Re: Corpora: Wordsmith question

From: Darren Pearce (darrenp@cogs.susx.ac.uk)
Date: Wed Apr 03 2002 - 16:47:08 MET DST

  • Next message: PD Dr. Edward Wornar: "Re: Corpora: Wordsmith question"

    On Wed, 3 Apr 2002, PD Dr. Edward Wornar wrote:

    > From: Van den Heuvel M Mev <MVDH@sun.ac.za>
    > Subject: Corpora: Wordsmith question
    > Date: Wed, 3 Apr 2002 11:13:22 +0200
    >
    > > Hi everybody,
    > >
    > > I'm having a spot of trouble with the Wordlist tool in the Wordsmith suite
    > > that I hope someone out there can help me with. I want to compare two almost
    > > identical word lists containing the entries of a pronunciation lexicon.
    > > There are some inconsistencies between the lists, i.e. items missing in the
    > > one that should be in the other and vice versa. I need to identify the
    > > missing words. I thought that I could use the "compare word lists" function
    > > in Wordlist for this purpose by setting the minimum frequency to 1 word, but
    > > it's not working. I'm obviously doing something wrong.
    > >
    > > If you don't have a quick answer to the Wordsmith problem, but know of
    > > another tool that could help me do just this one little task with a few
    > > button clicks, I would also appreciate your response!

——————————

• JOB A
Answer these about the Wordsmith message:
(i) Which tool in the Wordsmith suite is giving trouble?
(ii) What do the two word lists contain?
(iii) To what was the minimum frequency set?

• SOURCE MATERIAL
——————————

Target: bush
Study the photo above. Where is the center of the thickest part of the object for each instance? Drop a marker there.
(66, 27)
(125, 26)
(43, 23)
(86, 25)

——————————

• JOB B
Please write out the listing above again, renaming "bush" to "shrub" and leaving everything else unchanged.

• WRITTEN SOLUTION A
(i) The Wordlist tool
(ii) The entries of a pronunciation lexicon
(iii) 1 word

• WRITTEN SOLUTION B
Target: shrub
Study the photo above. Where is the center of the thickest part of the object for each instance? Drop a marker there.
(66, 27)
(125, 26)
(43, 23)
(86, 25)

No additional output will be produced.